======== Data for processing
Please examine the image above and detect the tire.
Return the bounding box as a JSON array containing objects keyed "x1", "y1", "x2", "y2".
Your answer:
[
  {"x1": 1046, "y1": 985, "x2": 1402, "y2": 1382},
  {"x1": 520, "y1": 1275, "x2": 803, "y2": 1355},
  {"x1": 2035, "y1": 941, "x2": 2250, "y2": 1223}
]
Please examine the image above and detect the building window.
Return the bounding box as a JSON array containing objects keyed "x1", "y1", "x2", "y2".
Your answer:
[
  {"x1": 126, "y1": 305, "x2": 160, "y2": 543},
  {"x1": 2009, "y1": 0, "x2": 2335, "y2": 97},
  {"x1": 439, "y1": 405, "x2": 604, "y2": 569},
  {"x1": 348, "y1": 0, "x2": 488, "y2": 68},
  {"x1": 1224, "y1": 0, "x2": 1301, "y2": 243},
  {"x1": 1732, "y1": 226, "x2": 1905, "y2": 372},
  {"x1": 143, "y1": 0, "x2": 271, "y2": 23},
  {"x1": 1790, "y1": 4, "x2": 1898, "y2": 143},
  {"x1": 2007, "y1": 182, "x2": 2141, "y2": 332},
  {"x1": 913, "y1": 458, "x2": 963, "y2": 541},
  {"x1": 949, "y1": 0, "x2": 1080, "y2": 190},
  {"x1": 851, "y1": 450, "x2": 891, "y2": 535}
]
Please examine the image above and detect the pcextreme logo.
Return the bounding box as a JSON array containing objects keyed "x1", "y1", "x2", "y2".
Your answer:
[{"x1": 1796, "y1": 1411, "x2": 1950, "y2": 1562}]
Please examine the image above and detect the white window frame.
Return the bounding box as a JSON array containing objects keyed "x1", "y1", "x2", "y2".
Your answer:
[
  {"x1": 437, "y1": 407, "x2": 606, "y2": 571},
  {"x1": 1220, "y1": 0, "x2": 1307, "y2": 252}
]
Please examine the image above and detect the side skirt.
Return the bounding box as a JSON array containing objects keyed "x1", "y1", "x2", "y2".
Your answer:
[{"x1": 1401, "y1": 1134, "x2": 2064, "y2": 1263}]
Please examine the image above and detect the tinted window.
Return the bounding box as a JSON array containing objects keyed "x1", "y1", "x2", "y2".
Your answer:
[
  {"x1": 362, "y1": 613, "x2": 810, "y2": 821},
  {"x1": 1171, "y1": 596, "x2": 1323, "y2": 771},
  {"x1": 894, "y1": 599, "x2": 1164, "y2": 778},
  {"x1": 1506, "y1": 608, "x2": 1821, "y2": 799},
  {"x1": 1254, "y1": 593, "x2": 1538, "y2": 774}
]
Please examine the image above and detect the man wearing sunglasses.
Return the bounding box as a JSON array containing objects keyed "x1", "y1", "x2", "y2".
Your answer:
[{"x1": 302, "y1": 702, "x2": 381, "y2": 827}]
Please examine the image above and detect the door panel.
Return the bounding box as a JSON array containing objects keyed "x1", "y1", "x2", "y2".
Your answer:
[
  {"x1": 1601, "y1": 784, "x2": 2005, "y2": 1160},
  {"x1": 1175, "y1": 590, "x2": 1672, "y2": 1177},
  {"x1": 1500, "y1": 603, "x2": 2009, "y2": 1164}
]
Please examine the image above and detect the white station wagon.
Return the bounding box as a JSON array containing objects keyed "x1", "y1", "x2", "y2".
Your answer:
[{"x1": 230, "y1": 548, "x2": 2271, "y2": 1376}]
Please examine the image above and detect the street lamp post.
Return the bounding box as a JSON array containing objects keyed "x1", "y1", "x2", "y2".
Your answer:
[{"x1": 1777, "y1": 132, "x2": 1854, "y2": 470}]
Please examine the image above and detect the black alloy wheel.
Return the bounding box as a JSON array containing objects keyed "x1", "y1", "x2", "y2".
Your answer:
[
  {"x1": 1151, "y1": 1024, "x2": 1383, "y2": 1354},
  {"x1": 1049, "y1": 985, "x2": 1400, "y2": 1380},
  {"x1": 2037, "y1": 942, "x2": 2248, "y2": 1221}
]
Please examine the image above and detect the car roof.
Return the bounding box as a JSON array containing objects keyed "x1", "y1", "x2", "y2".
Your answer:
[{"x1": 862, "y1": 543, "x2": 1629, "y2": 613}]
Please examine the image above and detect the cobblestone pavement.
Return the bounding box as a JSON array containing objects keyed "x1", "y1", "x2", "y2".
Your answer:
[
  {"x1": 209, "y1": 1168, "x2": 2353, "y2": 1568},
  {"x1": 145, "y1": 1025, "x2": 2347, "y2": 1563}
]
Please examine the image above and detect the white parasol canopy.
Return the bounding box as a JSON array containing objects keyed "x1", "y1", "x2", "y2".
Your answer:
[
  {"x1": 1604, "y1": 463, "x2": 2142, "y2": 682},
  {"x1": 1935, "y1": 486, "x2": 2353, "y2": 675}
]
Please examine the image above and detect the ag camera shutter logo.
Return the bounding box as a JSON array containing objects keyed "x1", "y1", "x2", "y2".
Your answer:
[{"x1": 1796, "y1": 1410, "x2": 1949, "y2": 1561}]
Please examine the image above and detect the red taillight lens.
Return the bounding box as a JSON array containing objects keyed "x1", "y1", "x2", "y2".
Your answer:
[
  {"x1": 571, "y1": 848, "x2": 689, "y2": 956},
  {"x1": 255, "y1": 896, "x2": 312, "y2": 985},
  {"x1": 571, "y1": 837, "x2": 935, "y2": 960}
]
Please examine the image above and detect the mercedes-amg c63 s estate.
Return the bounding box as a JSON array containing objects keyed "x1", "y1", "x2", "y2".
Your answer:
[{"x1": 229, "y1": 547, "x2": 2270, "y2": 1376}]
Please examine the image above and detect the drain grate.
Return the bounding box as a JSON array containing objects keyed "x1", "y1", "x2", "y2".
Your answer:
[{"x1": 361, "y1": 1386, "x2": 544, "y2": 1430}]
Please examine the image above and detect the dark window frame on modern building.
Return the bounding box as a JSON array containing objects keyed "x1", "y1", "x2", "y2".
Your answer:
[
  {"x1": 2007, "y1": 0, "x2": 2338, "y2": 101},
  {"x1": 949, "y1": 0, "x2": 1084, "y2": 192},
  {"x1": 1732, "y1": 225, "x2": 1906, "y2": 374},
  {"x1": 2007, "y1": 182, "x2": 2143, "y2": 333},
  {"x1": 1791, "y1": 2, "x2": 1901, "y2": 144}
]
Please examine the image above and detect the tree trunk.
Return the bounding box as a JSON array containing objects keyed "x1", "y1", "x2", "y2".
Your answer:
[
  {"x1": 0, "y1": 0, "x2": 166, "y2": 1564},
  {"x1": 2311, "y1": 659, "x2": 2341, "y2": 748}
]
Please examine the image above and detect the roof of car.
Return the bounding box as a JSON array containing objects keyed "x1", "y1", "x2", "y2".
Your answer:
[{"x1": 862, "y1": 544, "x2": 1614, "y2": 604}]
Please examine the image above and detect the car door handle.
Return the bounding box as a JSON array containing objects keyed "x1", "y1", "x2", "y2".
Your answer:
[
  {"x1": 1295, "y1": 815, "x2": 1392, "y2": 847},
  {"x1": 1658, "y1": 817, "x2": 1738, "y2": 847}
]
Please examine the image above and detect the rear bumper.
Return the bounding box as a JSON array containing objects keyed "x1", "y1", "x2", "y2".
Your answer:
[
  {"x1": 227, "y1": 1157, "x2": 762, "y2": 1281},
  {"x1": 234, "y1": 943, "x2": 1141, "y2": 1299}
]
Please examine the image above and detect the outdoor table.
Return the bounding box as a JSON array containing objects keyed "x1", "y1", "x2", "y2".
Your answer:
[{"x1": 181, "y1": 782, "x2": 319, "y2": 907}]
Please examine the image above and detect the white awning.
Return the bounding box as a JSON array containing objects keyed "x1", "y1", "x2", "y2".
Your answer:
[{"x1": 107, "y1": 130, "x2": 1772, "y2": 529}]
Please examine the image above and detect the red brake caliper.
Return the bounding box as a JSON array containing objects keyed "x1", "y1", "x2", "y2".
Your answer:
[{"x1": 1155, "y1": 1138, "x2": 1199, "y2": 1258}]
================
======== Data for processing
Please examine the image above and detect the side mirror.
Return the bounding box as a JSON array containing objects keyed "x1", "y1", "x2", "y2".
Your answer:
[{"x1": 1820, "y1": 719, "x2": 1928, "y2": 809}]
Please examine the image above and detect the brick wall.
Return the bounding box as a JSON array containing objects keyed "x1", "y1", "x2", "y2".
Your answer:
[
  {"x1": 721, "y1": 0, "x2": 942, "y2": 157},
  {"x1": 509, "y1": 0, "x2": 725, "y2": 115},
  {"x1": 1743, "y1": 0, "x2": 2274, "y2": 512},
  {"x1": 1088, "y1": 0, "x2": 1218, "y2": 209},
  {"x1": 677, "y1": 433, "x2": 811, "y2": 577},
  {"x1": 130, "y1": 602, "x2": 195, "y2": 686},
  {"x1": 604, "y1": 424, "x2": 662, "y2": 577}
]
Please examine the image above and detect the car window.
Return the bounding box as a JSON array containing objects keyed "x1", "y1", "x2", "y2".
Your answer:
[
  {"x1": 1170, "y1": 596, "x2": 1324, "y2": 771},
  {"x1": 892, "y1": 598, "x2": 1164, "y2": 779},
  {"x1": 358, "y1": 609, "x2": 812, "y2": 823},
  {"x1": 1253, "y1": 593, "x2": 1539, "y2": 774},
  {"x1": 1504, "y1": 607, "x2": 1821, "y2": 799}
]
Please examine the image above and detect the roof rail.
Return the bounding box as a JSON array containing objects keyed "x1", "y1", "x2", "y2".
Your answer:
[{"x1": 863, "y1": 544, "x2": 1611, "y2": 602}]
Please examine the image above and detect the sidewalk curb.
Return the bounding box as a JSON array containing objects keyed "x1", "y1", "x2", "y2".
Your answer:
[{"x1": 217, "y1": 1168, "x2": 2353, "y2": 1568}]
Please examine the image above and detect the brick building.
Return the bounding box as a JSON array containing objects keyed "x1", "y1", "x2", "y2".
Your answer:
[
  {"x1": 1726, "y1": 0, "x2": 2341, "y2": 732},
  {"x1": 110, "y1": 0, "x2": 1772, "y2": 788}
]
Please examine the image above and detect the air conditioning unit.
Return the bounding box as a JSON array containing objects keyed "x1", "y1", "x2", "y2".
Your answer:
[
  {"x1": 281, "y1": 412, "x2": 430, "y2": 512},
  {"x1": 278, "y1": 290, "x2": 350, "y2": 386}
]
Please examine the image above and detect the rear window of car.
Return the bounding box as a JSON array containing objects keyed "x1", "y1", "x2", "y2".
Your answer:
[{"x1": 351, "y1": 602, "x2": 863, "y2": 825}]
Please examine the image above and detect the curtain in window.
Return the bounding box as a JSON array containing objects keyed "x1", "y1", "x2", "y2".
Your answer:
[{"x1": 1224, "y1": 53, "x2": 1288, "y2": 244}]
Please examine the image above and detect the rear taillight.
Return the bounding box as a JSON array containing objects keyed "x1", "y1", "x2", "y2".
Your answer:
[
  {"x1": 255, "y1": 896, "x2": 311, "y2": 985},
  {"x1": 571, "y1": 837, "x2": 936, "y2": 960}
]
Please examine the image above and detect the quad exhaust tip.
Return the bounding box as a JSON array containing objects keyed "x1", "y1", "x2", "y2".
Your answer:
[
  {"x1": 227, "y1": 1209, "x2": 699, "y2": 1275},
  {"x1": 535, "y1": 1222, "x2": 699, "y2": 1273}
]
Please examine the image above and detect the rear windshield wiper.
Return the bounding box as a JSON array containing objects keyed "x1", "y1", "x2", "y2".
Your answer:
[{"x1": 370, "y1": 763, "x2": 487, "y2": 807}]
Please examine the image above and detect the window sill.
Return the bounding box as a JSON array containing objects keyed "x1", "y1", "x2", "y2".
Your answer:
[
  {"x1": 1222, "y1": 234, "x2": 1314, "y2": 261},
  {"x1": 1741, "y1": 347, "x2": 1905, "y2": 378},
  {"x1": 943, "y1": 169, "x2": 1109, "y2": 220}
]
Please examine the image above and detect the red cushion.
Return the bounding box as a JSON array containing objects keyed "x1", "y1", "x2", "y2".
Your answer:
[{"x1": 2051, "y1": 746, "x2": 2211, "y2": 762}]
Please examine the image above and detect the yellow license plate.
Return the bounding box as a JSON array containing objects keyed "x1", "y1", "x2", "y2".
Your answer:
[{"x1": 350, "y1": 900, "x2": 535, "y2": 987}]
================
* Problem
Search the entries for the string "building" and return each line where it turns up.

* Reply to the exercise
Please examine the image above and detect the building window.
Please examine the image above and detect the dark window frame on modern building.
Please examine the image above and detect the brick building.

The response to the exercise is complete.